(Saved data entries)

---

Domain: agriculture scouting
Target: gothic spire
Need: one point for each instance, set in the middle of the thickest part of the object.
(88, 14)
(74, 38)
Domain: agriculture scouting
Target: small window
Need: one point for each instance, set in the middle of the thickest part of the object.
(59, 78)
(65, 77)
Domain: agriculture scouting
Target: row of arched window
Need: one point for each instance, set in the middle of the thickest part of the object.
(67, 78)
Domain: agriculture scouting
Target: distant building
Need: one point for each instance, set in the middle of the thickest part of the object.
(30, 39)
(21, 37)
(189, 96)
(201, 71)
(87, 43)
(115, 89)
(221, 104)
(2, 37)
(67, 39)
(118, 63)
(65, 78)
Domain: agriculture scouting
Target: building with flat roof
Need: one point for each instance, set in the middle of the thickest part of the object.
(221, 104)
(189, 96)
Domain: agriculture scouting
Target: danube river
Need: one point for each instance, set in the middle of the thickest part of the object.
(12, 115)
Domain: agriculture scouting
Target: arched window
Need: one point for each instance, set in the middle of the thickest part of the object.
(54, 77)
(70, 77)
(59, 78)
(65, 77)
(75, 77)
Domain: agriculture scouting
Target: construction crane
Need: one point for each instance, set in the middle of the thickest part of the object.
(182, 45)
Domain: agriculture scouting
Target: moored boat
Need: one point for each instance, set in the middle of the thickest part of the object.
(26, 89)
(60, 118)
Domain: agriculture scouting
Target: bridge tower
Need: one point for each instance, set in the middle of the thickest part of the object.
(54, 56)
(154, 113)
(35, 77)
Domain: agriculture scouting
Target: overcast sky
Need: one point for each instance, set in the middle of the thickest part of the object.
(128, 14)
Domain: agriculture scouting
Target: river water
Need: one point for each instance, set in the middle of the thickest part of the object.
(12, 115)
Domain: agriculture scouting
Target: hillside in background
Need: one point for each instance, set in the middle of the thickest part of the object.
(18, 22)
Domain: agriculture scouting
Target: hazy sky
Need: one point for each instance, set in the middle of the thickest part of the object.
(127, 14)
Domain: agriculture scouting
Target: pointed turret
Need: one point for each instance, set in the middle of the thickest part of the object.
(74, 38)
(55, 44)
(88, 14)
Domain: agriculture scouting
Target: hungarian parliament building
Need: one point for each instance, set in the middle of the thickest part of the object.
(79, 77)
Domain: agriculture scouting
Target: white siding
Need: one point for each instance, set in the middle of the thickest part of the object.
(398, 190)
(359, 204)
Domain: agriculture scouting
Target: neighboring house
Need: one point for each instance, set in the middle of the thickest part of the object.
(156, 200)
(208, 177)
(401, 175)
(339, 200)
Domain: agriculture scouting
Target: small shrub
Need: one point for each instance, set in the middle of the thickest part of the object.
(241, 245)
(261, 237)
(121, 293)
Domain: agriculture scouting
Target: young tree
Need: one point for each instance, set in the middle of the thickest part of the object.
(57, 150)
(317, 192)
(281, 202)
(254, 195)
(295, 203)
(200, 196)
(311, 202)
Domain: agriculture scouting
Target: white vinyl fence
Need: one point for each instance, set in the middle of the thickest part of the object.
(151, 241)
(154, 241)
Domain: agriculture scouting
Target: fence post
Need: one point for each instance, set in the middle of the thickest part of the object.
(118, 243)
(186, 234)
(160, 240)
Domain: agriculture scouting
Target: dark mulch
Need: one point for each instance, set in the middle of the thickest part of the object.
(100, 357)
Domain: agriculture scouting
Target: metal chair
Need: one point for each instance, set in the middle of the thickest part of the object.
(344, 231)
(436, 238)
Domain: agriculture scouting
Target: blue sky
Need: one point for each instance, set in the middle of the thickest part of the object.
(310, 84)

---

INSTRUCTIONS TO FOLLOW: Collect every line of the material above that contains the word "small". Treat uppercase and lowercase as different.

WORKED SOLUTION:
Target: small window
Target: small shrub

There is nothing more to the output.